* START TEXT *
Regex Match Mode

Use regex match mode to enrich data using regular expression patterns in the lookup table.

When to Use Regex Match

Use regex match mode when you need flexible pattern matching that other modes can’t provide. The lookup table contains regular expression patterns, and the processor tests each pattern against your data. This works well for:

  • Log level detection (.*ERROR.*, .*WARN.*)
  • Structured patterns (\d{4}-\d{2}-\d{2} for dates)
  • Complex string patterns with optional parts
  • Multiple variations of the same concept

Regex matching is more computationally expensive than other modes. Use simpler modes (exact, prefix, suffix, contain) when possible.

Example: Classifying Logs by Level

Logs from different applications may format levels differently. Regex patterns can match variations like ERROR, [ERROR], level=error, etc.
* END TEXT *
* START RAW DATA *
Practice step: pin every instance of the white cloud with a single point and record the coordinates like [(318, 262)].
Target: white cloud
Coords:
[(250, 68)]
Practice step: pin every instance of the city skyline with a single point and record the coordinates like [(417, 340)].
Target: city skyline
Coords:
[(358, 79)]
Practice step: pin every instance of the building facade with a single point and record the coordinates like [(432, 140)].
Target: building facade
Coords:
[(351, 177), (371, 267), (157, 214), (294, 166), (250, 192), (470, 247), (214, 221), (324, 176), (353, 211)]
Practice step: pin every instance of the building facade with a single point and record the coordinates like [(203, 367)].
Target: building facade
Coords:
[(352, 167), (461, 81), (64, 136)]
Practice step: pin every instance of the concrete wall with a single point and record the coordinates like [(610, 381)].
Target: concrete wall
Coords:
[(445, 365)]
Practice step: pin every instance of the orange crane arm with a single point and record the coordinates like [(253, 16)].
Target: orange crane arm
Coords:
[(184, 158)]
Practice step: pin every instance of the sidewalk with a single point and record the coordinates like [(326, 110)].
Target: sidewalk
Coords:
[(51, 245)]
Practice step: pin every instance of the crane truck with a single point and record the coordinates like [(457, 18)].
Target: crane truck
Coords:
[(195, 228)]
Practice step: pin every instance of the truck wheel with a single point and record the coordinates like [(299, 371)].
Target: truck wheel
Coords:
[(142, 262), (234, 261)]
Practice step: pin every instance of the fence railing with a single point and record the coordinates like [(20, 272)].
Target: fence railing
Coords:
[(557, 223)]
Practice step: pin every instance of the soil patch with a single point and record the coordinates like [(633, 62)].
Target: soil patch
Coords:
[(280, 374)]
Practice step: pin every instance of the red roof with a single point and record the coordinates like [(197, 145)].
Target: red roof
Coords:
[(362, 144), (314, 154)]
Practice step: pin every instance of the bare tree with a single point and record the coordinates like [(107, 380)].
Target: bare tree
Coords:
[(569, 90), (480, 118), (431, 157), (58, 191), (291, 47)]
* END RAW DATA *
= WHAT THIS EXERCISE ASKS =
**a.** In the regex match mode text, which simpler modes should be used when possible?
**b.** Write out the part of the regex match mode text starting with "When to Use" and going on through "[ERROR], level=error, etc.".
**c.** Extend the regex match mode text, picking up right after its final sentence.

= RESULTS BY TASK =
**a.** Exact, prefix, suffix, and contain.

**b.**
When to Use Regex Match

Use regex match mode when you need flexible pattern matching that other modes can’t provide. The lookup table contains regular expression patterns, and the processor tests each pattern against your data. This works well for:

  • Log level detection (.*ERROR.*, .*WARN.*)
  • Structured patterns (\d{4}-\d{2}-\d{2} for dates)
  • Complex string patterns with optional parts
  • Multiple variations of the same concept

Regex matching is more computationally expensive than other modes. Use simpler modes (exact, prefix, suffix, contain) when possible.

Example: Classifying Logs by Level

Logs from different applications may format levels differently. Regex patterns can match variations like ERROR, [ERROR], level=error, etc.

**c.**
Lookup Table

Upload this CSV to the Knowledge Library as log_patterns.csv:

pattern,severity,category,alert_priority
.*\bERROR\b.*,critical,error,P1
.*\bWARN(ING)?\b.*,warning,warning,P2
.*\bINFO\b.*,info,informational,P4
.*\bDEBUG\b.*,debug,debug,P5
.*Exception.*,critical,exception,P1
.*timeout.*,high,timeout,P2

The following screenshot shows the lookup table in the Knowledge Library.

Screenshot Screenshot

The \b ensures word boundaries, so ERROR matches but ERRORS in MYERRORS doesn’t.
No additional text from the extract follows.